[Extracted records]
════════════════════

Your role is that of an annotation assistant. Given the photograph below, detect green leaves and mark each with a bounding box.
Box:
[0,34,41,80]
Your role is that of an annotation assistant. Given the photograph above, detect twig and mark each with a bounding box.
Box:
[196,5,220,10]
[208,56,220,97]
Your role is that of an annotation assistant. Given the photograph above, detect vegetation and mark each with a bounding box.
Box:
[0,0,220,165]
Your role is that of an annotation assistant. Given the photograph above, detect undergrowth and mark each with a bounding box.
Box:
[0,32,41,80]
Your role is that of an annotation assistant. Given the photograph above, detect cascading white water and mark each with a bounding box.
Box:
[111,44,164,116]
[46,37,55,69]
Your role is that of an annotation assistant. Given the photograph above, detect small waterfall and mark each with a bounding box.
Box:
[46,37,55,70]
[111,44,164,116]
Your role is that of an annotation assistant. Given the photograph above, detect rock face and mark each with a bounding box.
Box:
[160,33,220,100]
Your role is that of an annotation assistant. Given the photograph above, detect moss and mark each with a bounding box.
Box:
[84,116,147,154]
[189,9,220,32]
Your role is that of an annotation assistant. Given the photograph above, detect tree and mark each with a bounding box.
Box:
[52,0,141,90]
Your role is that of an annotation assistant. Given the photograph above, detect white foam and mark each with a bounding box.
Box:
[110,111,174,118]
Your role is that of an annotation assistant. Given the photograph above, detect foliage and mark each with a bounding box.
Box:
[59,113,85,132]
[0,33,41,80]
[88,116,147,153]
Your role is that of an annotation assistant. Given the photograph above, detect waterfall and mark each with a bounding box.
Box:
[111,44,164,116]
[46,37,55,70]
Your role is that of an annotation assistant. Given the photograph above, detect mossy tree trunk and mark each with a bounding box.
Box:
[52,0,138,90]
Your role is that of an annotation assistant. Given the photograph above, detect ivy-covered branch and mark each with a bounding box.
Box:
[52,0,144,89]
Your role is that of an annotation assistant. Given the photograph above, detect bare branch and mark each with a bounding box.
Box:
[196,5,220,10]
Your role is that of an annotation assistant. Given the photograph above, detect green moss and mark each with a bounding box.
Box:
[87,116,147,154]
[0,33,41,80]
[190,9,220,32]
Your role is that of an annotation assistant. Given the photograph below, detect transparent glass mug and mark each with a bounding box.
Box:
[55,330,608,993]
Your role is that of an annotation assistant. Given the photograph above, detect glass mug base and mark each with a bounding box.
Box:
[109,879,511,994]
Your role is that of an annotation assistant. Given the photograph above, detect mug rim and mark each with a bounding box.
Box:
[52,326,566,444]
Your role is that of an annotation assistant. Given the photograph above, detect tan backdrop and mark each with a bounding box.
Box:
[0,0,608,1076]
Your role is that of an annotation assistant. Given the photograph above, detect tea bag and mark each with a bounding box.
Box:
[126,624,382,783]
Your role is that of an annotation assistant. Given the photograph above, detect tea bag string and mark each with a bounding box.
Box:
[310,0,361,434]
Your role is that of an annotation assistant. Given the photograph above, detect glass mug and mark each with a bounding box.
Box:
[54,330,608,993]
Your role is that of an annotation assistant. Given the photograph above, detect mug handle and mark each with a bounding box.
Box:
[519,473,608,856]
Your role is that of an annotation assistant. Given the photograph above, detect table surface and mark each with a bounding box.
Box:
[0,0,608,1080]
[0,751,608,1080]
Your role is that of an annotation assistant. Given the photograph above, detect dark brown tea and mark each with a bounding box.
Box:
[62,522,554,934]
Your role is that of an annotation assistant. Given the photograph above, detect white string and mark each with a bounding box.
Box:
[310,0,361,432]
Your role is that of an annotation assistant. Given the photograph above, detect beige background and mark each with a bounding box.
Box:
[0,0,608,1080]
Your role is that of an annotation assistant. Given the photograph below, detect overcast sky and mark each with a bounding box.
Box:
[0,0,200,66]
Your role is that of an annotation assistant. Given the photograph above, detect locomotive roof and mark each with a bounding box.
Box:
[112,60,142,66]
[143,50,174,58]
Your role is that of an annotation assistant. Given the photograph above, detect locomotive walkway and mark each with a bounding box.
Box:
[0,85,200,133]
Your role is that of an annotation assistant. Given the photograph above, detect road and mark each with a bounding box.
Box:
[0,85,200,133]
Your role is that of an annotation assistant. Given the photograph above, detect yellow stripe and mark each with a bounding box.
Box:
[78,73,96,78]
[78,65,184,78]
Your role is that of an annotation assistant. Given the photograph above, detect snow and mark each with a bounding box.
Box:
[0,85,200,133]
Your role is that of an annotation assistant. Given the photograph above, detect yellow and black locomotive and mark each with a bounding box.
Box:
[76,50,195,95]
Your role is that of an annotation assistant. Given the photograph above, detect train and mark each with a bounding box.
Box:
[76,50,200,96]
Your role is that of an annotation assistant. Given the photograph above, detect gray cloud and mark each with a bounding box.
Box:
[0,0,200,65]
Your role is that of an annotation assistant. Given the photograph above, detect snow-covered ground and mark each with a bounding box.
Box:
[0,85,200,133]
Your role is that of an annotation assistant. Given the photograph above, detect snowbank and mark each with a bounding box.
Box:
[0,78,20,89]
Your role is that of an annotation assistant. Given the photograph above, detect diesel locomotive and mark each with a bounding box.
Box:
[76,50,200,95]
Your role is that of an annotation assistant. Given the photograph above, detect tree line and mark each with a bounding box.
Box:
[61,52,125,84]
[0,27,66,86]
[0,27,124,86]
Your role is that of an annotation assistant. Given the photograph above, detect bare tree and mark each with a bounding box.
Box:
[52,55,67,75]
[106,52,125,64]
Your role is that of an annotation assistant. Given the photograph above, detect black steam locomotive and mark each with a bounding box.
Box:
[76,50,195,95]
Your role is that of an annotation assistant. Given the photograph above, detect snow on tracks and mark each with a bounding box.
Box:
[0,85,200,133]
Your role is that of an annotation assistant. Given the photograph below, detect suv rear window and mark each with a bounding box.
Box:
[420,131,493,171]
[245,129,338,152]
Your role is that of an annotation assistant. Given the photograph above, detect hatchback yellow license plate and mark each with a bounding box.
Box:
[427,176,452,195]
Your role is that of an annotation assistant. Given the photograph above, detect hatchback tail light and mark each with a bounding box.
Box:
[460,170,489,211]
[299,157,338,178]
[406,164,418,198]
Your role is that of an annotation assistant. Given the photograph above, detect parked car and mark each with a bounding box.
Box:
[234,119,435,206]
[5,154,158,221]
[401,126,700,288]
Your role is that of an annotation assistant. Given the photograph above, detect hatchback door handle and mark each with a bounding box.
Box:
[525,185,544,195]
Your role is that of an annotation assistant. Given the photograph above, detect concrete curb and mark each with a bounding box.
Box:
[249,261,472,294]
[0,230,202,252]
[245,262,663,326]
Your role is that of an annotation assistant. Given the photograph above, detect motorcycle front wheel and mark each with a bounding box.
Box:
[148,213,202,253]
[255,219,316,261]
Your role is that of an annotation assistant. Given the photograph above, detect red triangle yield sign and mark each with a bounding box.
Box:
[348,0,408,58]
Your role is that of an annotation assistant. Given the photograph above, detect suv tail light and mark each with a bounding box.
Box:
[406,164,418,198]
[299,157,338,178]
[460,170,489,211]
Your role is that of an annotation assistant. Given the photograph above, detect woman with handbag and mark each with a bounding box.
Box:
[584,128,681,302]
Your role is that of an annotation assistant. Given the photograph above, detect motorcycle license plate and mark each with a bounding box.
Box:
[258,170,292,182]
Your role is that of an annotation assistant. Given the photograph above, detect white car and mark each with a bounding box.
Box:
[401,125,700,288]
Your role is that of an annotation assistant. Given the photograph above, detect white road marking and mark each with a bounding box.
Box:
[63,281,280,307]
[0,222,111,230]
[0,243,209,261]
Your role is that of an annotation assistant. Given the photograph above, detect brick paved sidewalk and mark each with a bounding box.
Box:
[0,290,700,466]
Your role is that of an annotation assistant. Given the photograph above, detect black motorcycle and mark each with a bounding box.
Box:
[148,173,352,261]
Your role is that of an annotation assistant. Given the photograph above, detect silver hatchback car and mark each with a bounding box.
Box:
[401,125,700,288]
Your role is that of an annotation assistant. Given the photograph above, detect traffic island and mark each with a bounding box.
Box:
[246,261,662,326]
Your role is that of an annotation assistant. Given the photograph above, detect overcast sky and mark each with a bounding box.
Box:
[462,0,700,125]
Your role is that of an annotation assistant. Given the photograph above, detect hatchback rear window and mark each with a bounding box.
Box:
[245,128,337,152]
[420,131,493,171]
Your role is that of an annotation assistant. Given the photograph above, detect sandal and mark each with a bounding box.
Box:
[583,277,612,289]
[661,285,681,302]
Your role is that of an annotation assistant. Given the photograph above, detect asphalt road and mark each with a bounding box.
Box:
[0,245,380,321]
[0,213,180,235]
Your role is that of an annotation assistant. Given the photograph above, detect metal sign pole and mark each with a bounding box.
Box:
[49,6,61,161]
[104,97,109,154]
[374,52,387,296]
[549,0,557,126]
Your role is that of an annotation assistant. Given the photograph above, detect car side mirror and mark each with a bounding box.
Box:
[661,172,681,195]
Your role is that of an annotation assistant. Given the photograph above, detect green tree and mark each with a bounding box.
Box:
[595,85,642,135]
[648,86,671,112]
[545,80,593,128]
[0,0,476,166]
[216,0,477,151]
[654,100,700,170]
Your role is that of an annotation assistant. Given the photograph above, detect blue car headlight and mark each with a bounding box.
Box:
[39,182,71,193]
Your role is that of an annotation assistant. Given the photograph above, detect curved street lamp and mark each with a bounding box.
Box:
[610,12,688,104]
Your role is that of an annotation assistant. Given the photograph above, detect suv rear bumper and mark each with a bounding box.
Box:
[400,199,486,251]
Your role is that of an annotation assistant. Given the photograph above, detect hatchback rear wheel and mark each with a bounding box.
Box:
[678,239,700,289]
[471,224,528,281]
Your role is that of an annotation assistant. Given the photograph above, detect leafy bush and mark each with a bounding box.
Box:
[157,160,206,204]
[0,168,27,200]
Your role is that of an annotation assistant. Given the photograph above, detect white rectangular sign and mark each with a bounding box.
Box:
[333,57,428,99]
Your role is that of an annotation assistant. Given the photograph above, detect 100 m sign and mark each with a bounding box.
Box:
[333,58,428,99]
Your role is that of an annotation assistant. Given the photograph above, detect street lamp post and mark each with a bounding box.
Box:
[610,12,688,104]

════════════════════

▶ _What you need to do_
Count how many lines of the extracted records contain the string "yellow", with case mattering. Give only the number.

▶ _Expected output_
3